§ **Problem**
Copy every entry verbatim and skip the pictures.

[Exercise input — start]

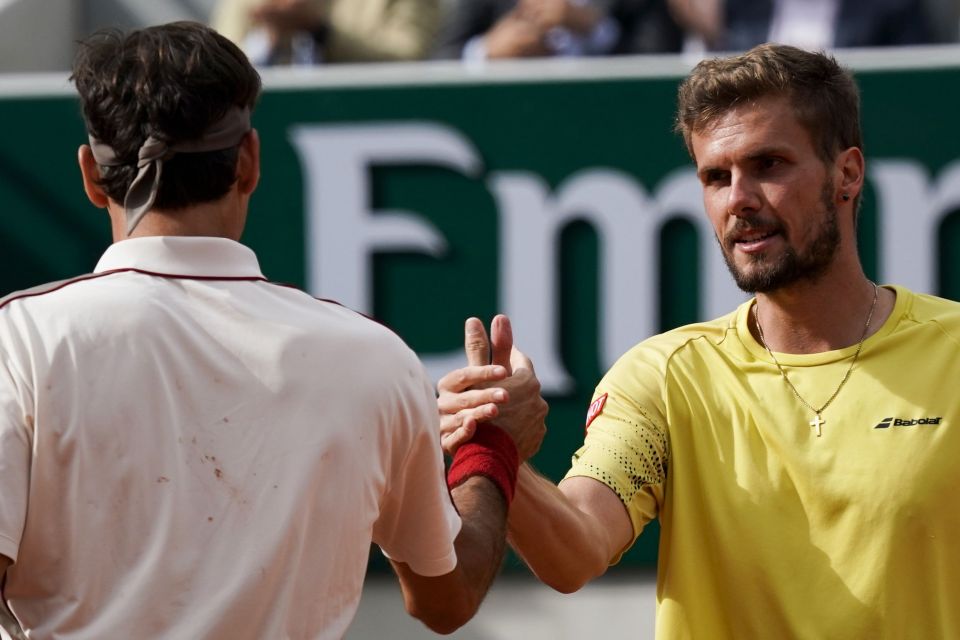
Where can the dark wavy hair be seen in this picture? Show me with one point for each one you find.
(171, 81)
(824, 95)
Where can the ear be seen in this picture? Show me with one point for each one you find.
(850, 169)
(91, 177)
(248, 163)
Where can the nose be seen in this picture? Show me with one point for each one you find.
(743, 197)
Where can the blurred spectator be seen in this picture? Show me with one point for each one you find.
(482, 29)
(328, 31)
(737, 25)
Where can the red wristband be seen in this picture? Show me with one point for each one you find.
(492, 454)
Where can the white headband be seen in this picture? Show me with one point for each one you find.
(223, 134)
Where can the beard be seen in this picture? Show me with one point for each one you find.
(792, 265)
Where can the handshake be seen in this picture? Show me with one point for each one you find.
(498, 385)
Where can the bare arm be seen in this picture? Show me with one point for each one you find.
(7, 621)
(567, 534)
(444, 603)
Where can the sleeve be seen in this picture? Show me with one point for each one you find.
(418, 522)
(626, 446)
(464, 21)
(403, 30)
(16, 440)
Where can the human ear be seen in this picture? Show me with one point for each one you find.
(91, 177)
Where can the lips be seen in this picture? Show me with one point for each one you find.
(753, 239)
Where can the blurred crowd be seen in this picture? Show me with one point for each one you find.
(308, 32)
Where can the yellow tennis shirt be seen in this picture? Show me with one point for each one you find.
(767, 530)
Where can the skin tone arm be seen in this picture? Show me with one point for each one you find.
(567, 534)
(7, 621)
(446, 602)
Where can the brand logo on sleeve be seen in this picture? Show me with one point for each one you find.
(886, 423)
(596, 407)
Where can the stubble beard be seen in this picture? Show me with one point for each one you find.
(770, 273)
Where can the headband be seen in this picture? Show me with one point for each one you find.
(223, 134)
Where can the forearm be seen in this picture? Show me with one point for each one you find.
(564, 546)
(445, 603)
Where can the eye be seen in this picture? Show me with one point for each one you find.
(769, 162)
(715, 177)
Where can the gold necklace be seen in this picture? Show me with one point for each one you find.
(817, 420)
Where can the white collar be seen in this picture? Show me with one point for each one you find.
(193, 256)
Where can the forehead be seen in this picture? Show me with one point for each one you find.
(769, 123)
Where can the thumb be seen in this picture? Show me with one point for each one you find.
(519, 360)
(475, 342)
(501, 339)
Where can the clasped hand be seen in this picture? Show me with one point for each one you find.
(502, 389)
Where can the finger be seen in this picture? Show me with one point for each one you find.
(455, 402)
(467, 419)
(475, 342)
(501, 339)
(452, 441)
(461, 379)
(519, 360)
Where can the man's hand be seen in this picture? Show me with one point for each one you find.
(483, 391)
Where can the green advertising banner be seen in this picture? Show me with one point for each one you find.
(555, 193)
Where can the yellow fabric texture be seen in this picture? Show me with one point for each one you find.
(768, 531)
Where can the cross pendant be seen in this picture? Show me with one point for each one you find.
(816, 422)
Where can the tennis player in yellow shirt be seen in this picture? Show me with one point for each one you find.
(799, 452)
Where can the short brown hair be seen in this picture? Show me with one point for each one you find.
(824, 95)
(171, 81)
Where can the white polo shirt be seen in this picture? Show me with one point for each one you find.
(190, 451)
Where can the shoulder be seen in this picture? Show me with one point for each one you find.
(924, 308)
(659, 351)
(43, 292)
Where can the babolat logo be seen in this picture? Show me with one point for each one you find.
(906, 422)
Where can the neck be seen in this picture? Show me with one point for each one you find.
(829, 314)
(222, 219)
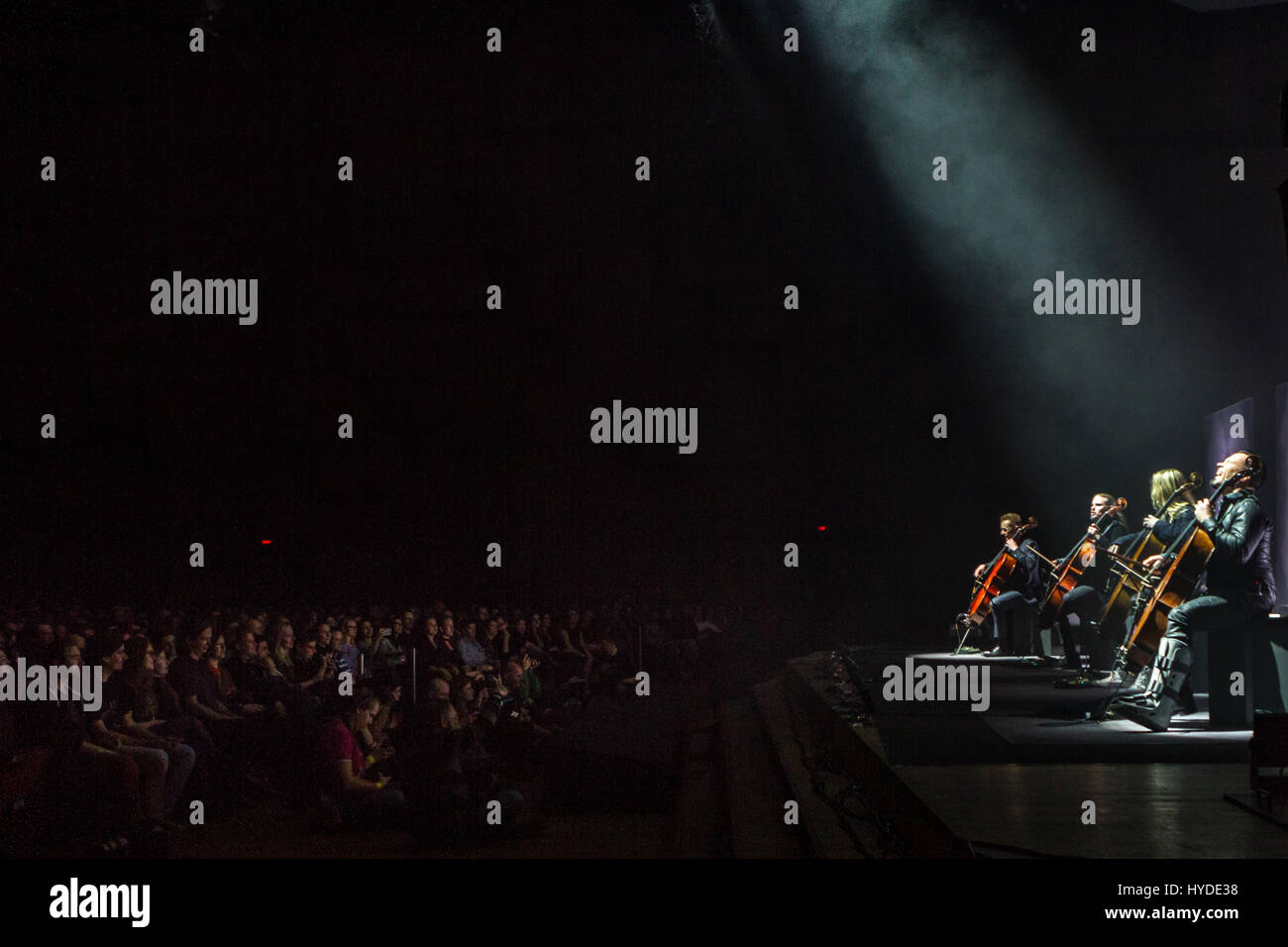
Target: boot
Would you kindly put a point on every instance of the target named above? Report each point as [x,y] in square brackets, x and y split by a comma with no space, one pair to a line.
[1133,682]
[1154,707]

[Exercise input — finish]

§ **Answer**
Where can the dark wavy hair be seen in this picture? Show me with one point for each one you find.
(171, 81)
(824, 95)
Where can the ear be seen in this picture? Show me with one point for each one you find.
(850, 169)
(91, 177)
(248, 163)
Where can the nose be seen in this picture? Show me with one point for each one you find.
(743, 197)
Where can the blurred spectator be seen in this picture? Show me with one point for each one you find.
(482, 29)
(328, 31)
(737, 25)
Where can the red wristband be seen in this picture? Show me with one point for each one you find.
(492, 454)
Where can the white headband be seen in this picture? Show me with one point for each one you find.
(223, 134)
Where can the beard be seen in this picture? Show me with one point for each one you find.
(792, 265)
Where can the handshake be seen in this picture? Show me with one point for each one you find.
(498, 385)
Where can the bare arm be seen in this picture? Show me with one point for each one you find.
(7, 621)
(567, 534)
(444, 603)
Where can the sleeve be seen in this picture? Show me with one point for each one you find.
(418, 522)
(626, 446)
(464, 21)
(403, 30)
(16, 440)
Where can the human ear be seen in this picture? Show me with one point for each one you find.
(91, 177)
Where can the lips be seen in this picture? Show me with one point for each one you find.
(753, 239)
Where can the blurred crowd be seen in this picture? Show me with one point for each one you find.
(308, 32)
Where can the yellow tennis shirt be seen in this picture? Show me with one point for each one you find.
(767, 530)
Where can the skin tone arm be seen in this picture? Show me with one point for each one you find.
(567, 534)
(7, 621)
(446, 602)
Where can the brand logo on sleeve be seen in this picture? Show me with one point for each one you find.
(886, 423)
(596, 407)
Where can the stubble beard be seen in this picture? Show me with one point for each one you find.
(770, 273)
Where can the headband be seen in this picture? Show me with one point for each one you find.
(223, 134)
Where can the forearm be seen in this picture? Show me with one point for each one you find.
(564, 546)
(445, 603)
Where can the eye be seen in this picture? Show me with one point for each one you find.
(769, 162)
(715, 177)
Where can the gold necklace be seen in this picture? Show me with one point for each one you find.
(817, 420)
Where can the white collar be seen in this picture? Show me with one point for each one you find.
(193, 256)
Where can the forehead be seen in this picture? Show me with one point for each one you find.
(769, 123)
Where can the thumb be seen in this picture? Show me with one point for each one you find.
(519, 360)
(475, 342)
(501, 339)
Where can the clasped hand be seen in this picture? Show me with one point for each one you find.
(502, 389)
Where can the finger be seen in this picture? Show me with one point for each one you find.
(455, 402)
(467, 419)
(475, 342)
(501, 339)
(452, 441)
(461, 379)
(519, 360)
Where can the man's hand be seen in this picture? Show me with one point for each one you find.
(483, 391)
Where can the green advertising banner be seen in this picture? Show me with one point for each one you find.
(555, 193)
Where can the yellow fabric texture be seen in this picture? Show me with one point for each one you find.
(768, 531)
Where can the cross pendant be seen in this picture? Show me with one point for each one you find.
(816, 422)
Where can the tennis player in yellow shirt be seen in this picture? Show me with one point for each one you find.
(799, 452)
Where can the short brown hair be seen in this picture? Show me with one point for each one you find.
(824, 95)
(171, 81)
Where can the white polo shirt be seen in this picture? Show me with one point for each one you find.
(190, 451)
Where can the shoulder be seen in this picture? Show me with one point for each one you find.
(924, 308)
(659, 351)
(43, 292)
Where can the babolat logo be seen in this picture? Show me with one point for each one you find.
(906, 422)
Where can the neck be seen in this picture? Show me with one point for each one you find.
(829, 314)
(222, 219)
Target: boot
Would you kindly put a point on every instance of the target named above? Report each point as [x,y] in square brackets, x and y split by a comma with no space, one pair to a line.
[1133,682]
[1154,707]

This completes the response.